*ACTION ITEM:* Exactly the line with "Zoom in on clear" and the lines that follow it, through the closing line of the entries, should be restated, with nothing left out or added.

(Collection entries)
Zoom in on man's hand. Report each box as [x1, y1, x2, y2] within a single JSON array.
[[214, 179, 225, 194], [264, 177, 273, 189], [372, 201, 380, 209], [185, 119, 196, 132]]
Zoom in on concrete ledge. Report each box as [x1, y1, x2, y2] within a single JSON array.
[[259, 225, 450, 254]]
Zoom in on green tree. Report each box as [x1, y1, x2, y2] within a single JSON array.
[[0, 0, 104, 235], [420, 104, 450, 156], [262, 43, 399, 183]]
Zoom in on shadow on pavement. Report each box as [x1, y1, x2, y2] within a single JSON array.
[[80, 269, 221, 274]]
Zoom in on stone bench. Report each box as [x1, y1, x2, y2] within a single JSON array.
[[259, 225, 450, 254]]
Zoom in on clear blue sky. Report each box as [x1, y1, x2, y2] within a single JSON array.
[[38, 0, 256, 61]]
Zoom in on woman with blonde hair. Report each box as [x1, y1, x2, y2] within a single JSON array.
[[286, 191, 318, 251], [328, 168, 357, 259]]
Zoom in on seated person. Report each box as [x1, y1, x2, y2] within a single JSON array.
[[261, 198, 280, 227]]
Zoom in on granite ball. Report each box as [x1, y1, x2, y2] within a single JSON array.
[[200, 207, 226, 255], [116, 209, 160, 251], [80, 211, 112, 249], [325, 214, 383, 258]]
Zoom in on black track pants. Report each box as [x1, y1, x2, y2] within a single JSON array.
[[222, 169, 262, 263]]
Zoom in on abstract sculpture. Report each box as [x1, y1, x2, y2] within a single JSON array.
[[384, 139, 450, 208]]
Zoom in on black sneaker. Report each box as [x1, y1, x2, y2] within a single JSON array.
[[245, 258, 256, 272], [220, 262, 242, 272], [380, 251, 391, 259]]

*TASK RESULT:*
Zoom in on clear blue sky. Report each box as [x1, y1, x2, y2] within a single JSON array.
[[38, 0, 256, 61]]
Zoom in on woman with blonde hair. Report each box as [x1, y1, x2, y2] within a single JSON array.
[[286, 191, 318, 251], [328, 168, 357, 259]]
Zoom in on seated person. Report each box as [x1, y1, x2, y2] within a single JSON array.
[[261, 198, 280, 227]]
Zoom in on granite ball. Report each box as [x1, y1, x2, y2] within a single JSON array.
[[200, 207, 226, 255], [116, 209, 160, 251], [80, 211, 112, 249], [325, 214, 383, 258]]
Zoom in on black track pants. Report each box as [x1, y1, x2, y2] within a single JSON array.
[[222, 169, 262, 263]]
Zoom in on abstract sculpture. Report each box as [x1, y1, x2, y2] within a single JSON array.
[[384, 139, 450, 208]]
Zoom in on black sneaker. Report each box as [x1, y1, x2, y2] within a single JSON array.
[[245, 258, 256, 272], [220, 262, 242, 272], [380, 251, 391, 259]]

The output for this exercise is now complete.